* **Entries from a point labeling set**:
--*--
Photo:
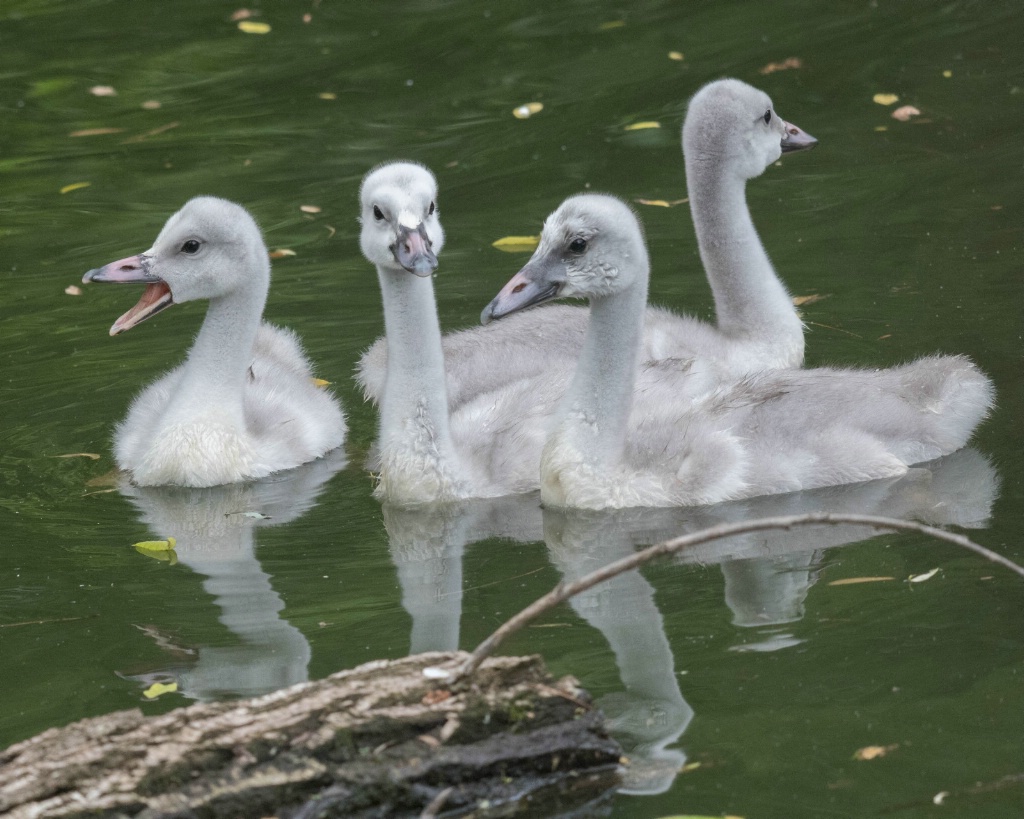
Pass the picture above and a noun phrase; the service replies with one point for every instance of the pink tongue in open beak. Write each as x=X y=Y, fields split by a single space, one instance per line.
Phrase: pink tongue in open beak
x=155 y=298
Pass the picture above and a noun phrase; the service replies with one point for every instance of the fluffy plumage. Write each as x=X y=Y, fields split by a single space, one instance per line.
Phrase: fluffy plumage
x=244 y=403
x=628 y=435
x=726 y=141
x=491 y=444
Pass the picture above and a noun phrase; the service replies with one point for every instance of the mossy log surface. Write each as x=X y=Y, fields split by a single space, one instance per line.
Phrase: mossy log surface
x=383 y=739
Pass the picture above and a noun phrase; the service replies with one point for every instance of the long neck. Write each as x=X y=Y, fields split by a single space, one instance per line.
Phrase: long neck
x=750 y=300
x=215 y=373
x=594 y=414
x=414 y=411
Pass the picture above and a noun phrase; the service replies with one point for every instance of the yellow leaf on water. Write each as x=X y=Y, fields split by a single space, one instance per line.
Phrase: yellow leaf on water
x=158 y=689
x=95 y=131
x=904 y=113
x=873 y=751
x=852 y=580
x=156 y=546
x=799 y=301
x=660 y=203
x=516 y=244
x=527 y=110
x=785 y=65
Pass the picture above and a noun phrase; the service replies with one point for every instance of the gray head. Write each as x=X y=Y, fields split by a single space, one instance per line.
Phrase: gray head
x=591 y=247
x=401 y=228
x=210 y=248
x=735 y=124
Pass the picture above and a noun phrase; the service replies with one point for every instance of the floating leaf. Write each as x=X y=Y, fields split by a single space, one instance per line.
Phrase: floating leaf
x=904 y=113
x=785 y=65
x=516 y=244
x=526 y=111
x=159 y=689
x=852 y=580
x=251 y=27
x=156 y=546
x=96 y=131
x=660 y=203
x=800 y=301
x=873 y=751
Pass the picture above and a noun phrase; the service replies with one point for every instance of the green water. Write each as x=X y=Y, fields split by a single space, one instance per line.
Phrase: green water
x=911 y=230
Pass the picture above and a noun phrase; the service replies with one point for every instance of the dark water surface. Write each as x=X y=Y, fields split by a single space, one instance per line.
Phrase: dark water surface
x=743 y=658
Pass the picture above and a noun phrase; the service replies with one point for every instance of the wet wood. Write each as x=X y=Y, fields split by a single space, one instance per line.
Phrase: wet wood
x=383 y=739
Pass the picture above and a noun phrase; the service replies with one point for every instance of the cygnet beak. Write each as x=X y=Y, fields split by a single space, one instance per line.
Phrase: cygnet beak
x=134 y=269
x=796 y=138
x=534 y=285
x=412 y=250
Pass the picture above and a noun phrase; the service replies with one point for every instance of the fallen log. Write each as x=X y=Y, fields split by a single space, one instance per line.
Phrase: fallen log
x=388 y=738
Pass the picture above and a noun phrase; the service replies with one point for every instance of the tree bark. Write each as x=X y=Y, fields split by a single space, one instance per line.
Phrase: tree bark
x=383 y=739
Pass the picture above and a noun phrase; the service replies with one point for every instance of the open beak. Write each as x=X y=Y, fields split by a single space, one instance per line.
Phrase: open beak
x=532 y=285
x=796 y=138
x=412 y=250
x=134 y=269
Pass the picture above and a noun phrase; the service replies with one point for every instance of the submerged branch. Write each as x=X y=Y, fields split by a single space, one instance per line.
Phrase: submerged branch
x=564 y=591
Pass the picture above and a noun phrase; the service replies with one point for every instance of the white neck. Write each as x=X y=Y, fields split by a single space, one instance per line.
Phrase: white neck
x=418 y=459
x=594 y=414
x=750 y=300
x=215 y=373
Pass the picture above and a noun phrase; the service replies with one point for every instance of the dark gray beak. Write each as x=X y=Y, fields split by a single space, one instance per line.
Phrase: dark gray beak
x=412 y=250
x=796 y=139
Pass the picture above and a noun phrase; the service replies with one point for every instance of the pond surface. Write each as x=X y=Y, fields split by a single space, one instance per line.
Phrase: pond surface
x=739 y=680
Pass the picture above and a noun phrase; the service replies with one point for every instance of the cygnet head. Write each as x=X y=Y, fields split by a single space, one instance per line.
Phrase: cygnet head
x=591 y=247
x=401 y=227
x=210 y=248
x=734 y=124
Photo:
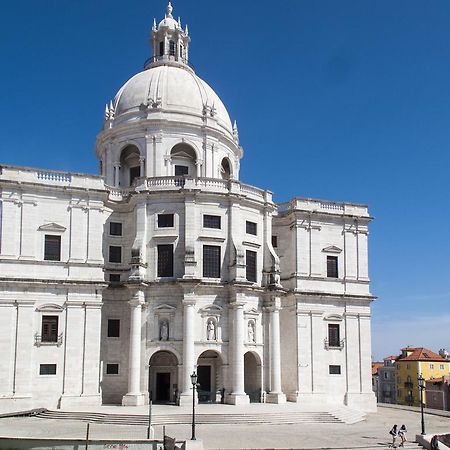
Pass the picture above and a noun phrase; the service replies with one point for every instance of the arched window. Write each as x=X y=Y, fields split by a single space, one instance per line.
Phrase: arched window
x=129 y=165
x=225 y=169
x=183 y=158
x=171 y=48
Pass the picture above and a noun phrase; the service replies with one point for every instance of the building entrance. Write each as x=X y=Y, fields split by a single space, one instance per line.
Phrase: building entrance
x=162 y=387
x=163 y=377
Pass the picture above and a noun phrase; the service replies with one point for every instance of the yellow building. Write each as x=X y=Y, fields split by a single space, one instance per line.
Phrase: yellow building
x=410 y=364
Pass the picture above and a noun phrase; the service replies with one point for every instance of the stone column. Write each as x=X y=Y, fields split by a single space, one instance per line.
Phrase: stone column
x=275 y=395
x=238 y=395
x=135 y=397
x=142 y=166
x=188 y=349
x=116 y=174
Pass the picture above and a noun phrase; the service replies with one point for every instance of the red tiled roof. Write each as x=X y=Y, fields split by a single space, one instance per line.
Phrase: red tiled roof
x=420 y=354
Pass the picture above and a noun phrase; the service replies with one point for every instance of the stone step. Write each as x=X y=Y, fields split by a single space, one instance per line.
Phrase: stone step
x=163 y=419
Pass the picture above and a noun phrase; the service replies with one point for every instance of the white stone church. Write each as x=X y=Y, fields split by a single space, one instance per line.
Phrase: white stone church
x=124 y=283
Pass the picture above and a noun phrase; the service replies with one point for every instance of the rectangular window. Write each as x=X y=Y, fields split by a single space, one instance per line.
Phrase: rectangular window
x=335 y=370
x=112 y=369
x=211 y=221
x=115 y=254
x=52 y=248
x=250 y=260
x=135 y=172
x=274 y=241
x=250 y=227
x=113 y=328
x=115 y=229
x=165 y=220
x=211 y=261
x=49 y=330
x=47 y=369
x=333 y=335
x=181 y=170
x=165 y=260
x=332 y=267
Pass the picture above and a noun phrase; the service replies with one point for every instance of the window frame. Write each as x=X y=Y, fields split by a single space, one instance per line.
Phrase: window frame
x=47 y=366
x=249 y=228
x=254 y=273
x=208 y=270
x=209 y=217
x=160 y=273
x=110 y=364
x=159 y=225
x=109 y=254
x=333 y=272
x=47 y=255
x=119 y=226
x=108 y=335
x=50 y=337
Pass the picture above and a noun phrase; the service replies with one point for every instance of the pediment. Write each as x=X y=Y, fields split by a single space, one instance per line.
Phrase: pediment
x=333 y=317
x=165 y=308
x=50 y=307
x=332 y=249
x=52 y=226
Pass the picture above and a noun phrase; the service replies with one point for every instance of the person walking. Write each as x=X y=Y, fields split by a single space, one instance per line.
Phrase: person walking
x=402 y=435
x=393 y=433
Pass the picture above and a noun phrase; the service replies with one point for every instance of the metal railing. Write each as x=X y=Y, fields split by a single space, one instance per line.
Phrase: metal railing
x=167 y=57
x=333 y=344
x=55 y=340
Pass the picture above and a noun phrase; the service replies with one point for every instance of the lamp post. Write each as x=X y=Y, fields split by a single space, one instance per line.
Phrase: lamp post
x=194 y=378
x=421 y=381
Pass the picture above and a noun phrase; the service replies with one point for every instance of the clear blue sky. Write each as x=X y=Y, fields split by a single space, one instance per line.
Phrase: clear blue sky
x=344 y=100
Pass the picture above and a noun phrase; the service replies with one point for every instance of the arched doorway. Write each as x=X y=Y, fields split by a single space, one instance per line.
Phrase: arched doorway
x=210 y=377
x=252 y=377
x=163 y=377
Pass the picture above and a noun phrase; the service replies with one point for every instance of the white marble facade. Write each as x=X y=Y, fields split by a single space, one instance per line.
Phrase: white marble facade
x=124 y=283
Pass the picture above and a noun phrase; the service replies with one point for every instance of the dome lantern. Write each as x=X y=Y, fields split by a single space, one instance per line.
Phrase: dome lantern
x=169 y=42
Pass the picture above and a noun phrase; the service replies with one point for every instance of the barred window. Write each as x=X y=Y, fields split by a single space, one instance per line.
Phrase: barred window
x=49 y=330
x=210 y=221
x=52 y=248
x=250 y=227
x=165 y=220
x=250 y=260
x=115 y=229
x=115 y=254
x=332 y=267
x=335 y=370
x=165 y=260
x=333 y=335
x=112 y=369
x=211 y=261
x=47 y=369
x=113 y=328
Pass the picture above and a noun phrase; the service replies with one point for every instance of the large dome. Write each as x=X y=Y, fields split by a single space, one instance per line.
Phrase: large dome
x=171 y=89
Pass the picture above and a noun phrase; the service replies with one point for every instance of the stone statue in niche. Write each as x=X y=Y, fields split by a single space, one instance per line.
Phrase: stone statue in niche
x=251 y=331
x=164 y=331
x=211 y=330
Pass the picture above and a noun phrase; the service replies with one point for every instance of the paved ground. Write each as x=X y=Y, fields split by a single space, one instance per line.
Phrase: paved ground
x=371 y=433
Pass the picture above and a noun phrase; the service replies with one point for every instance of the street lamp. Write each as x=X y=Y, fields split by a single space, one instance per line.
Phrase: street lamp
x=194 y=378
x=421 y=381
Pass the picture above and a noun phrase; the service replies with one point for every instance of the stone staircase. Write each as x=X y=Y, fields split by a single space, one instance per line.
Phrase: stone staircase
x=286 y=417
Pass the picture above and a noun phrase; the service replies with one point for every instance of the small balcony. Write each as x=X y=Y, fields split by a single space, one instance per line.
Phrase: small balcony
x=55 y=340
x=332 y=344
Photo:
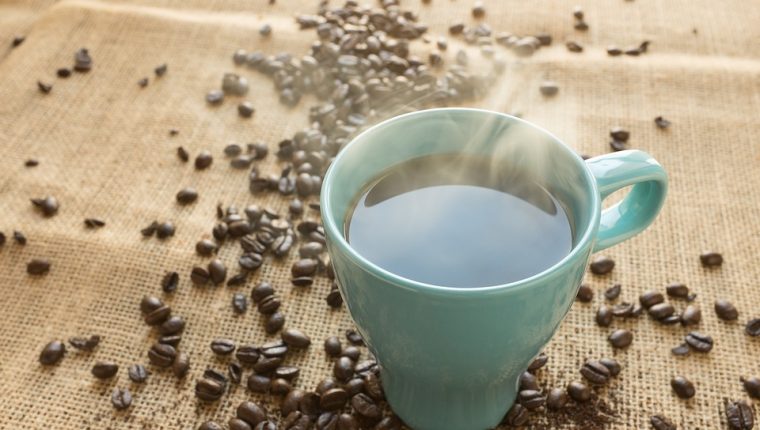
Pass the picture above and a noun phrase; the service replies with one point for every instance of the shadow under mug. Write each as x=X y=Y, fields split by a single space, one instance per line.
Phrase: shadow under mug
x=450 y=358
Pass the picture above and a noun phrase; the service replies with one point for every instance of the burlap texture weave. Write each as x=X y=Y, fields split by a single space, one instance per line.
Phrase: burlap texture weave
x=105 y=152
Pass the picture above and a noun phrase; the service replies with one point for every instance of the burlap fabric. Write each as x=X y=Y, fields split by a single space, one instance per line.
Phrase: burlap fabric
x=105 y=152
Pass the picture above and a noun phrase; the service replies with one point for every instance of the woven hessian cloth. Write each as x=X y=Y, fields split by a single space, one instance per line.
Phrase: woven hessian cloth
x=104 y=152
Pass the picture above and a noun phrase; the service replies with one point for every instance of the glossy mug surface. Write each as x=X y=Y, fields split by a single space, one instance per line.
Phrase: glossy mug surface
x=451 y=358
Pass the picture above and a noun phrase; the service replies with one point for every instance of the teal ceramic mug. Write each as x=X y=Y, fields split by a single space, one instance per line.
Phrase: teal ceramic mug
x=450 y=358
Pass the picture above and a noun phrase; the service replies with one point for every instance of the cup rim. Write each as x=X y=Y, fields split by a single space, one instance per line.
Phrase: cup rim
x=335 y=236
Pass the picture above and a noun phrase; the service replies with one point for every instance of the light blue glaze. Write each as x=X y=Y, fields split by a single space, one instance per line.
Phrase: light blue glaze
x=451 y=357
--*--
* **The problem**: Can you give the entries in the stretch from the line containing "of the building" through the line containing "x=420 y=354" as a two-column CSV with the columns entry_text and answer? Use one row per entry, put each value in a single quoted field, and replace line breaks with spaces.

* **Task result**:
entry_text,answer
"Pass the picture above and a noun phrase; the service replies with one point for every instance of the building entrance. Write each as x=X y=Y, fields split by a single space, one instance per line. Phrase: building entrance","x=162 y=387 x=163 y=377"
"Pass the picture above and a noun phrase; the service replies with one point for every instance of the yellow building. Write each as x=X y=Y, fields split by a single space, one instance per line. Phrase: yellow building","x=410 y=364"
"Pass the picture above and a noun phrase; the service replies with one point for every instance of the stone column. Write each as x=X y=Y, fields split by a single space, one instance per line. Phrase: stone column","x=275 y=395 x=238 y=395 x=135 y=397 x=142 y=166 x=188 y=349 x=116 y=174"
"Pass the picture above and a noun phrase; the service replies with one point for every instance of the red tiled roof. Write each as x=X y=Y, fields split by a single space, one instance per line. Phrase: red tiled roof","x=420 y=354"